=== ESERCIZIO ASSEGNATO A ===
Nell'estratto sul ruolo dello Stato e del Partito, a vantaggio di chi vanno le ambiguità contenute nel recente emendamento al Codice penale?
=== ESERCIZIO ASSEGNATO B ===
Elenca tutte le persone che l'estratto sul ruolo dello Stato e del Partito cita come autori dei contributi del Dossier.

=== ESTRATTO DEL TESTO ===
──────────────────────────────
Questo rinnovato ruolo dello Stato e del Partito, più sofisticato e più discreto rispetto al passato ‘maoista’, risulta particolarmente evidente nei contributi raccolti in questo Dossier, ove l’idea della ‘nuova gestione sociale’ viene declinata dal punto di vista di temi caldi quali il diritto penale, il lavoro, le politiche agricole e il web. Il Partito che emerge da questi scritti è molto abile a manipolare il discorso pubblico, alternando concessioni apparenti a chiusure reali, strumentalizzando il discorso su diritto e diritti a proprio uso e consumo.

Ecco allora che, come spiega Flora Sapio, la nuova disponibilità dello Stato di fronte a collaborazioni tra pubblico e privato si traduce non tanto in nuovi spazi di apertura per la società civile, quanto in una riproduzione delle strategie e tecniche della pubblica sicurezza; o, come racconta Elisa Nesossi, il recente emendamento al Codice penale contiene ambiguità che vanno a vantaggio del potere discrezionale degli organi di giustizia locali. Secondo Andrea Pia, le nuove politiche nelle aree rurali puntano ad ‘armonizzare’ la società, rendendola più stabile, mentre Kevin Lin, sostiene che lo Stato ha recuperato e rafforzato settori strategici dell’industria non pubblica, creando una forza lavoro frammentata e vulnerabile. Come sottolineano Ivan Franceschini e Valentina Bellomo, l’emanazione di una legislazione sul lavoro si rivela uno strumento con cui prevenire l’emergere di un reale movimento operaio nel Paese e la contrattazione collettiva si trasforma in un pretesto per rafforzare la legittimità delle autorità centrali. Infine, come racconta Tommaso Facchin, il web viene utilizzato per manipolare e controllare l’opinione pubblica. In tutte queste analisi, rimane chiaro che il ruolo dello Stato è dominante e che, a dispetto di significative variazioni – lungo linee geografiche, sociali ed economiche – nel rapporto tra cittadini e Stato, il cambiamento rimane mirato al rafforzamento e non al superamento dell’attuale regime.
──────────────────────────────
(Record di punti etichettati)
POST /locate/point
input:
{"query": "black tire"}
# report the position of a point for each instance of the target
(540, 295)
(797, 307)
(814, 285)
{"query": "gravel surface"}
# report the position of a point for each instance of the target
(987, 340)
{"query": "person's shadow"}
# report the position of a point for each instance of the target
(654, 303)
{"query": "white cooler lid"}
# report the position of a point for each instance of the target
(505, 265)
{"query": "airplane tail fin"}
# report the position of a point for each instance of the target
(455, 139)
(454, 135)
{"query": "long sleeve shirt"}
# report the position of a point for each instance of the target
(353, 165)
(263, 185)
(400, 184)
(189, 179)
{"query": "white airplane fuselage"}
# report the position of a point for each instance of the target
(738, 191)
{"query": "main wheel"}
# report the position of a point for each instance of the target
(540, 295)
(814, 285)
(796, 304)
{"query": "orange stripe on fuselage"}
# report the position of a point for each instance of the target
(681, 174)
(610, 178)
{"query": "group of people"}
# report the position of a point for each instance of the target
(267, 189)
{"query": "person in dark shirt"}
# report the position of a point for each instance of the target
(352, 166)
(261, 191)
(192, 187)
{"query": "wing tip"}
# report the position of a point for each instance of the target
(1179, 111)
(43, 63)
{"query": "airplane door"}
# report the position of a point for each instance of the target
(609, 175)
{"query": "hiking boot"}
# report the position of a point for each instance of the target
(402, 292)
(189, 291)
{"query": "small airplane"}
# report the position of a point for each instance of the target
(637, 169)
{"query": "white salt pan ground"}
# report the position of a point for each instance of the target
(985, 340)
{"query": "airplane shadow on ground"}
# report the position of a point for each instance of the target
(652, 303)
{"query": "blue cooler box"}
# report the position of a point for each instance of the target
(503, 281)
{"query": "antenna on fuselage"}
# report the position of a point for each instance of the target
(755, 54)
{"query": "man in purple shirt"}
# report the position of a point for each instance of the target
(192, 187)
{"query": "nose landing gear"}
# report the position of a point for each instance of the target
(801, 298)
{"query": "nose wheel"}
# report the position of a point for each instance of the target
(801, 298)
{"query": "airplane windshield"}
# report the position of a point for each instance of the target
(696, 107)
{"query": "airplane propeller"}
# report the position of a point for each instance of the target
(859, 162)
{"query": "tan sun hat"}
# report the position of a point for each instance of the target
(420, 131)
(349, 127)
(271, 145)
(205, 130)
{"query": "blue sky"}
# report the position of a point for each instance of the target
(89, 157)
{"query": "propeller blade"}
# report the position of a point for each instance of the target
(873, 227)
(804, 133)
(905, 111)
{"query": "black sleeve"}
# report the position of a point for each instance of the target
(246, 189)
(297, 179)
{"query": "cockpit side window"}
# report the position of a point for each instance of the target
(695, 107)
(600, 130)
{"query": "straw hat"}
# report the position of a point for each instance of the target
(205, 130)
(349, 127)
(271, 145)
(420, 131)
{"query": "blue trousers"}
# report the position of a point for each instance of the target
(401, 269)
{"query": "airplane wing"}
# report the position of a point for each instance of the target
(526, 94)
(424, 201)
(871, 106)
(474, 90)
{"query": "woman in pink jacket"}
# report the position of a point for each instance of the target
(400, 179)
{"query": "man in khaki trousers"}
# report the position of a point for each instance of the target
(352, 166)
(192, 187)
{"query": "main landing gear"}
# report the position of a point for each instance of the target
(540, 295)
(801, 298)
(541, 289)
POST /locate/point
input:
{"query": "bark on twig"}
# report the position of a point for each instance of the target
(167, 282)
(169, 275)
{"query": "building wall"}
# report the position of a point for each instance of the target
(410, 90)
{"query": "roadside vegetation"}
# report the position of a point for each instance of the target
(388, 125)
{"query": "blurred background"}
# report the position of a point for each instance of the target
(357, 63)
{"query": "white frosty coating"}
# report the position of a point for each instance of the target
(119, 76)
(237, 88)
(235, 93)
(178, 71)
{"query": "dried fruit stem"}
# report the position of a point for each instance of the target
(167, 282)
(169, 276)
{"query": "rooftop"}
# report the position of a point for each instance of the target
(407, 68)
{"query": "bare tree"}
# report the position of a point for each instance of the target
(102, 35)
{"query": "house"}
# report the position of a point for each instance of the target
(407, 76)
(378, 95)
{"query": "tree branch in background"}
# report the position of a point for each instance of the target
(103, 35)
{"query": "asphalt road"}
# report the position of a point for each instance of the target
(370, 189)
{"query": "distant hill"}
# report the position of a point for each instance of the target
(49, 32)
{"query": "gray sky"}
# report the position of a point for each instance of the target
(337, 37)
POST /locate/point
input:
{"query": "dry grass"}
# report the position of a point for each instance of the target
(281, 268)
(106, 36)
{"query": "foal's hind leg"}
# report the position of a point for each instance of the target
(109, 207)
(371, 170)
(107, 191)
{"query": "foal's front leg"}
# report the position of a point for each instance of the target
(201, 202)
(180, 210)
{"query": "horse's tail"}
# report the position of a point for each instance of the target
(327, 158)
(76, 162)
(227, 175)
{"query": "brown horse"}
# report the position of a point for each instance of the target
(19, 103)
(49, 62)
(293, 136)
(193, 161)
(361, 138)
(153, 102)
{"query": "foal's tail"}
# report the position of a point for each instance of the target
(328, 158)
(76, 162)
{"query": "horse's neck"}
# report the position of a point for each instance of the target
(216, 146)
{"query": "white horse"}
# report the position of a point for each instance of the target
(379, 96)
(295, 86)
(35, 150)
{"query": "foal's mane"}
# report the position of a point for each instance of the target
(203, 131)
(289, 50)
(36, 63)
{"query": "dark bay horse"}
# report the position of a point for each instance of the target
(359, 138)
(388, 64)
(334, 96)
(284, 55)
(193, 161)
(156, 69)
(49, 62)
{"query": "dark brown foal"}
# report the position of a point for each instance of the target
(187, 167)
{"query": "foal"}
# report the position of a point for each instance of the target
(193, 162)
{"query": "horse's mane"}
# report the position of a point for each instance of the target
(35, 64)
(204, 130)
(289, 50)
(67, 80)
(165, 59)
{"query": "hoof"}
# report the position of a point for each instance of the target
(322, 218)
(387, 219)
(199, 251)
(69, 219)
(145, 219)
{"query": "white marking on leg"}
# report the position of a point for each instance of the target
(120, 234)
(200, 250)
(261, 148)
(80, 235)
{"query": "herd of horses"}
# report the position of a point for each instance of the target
──────────────────────────────
=== SOLUZIONE ESERCIZIO A ===
Del potere discrezionale degli organi di giustizia locali.

=== SOLUZIONE ESERCIZIO B ===
Flora Sapio, Elisa Nesossi, Andrea Pia, Kevin Lin, Ivan Franceschini, Valentina Bellomo, Tommaso Facchin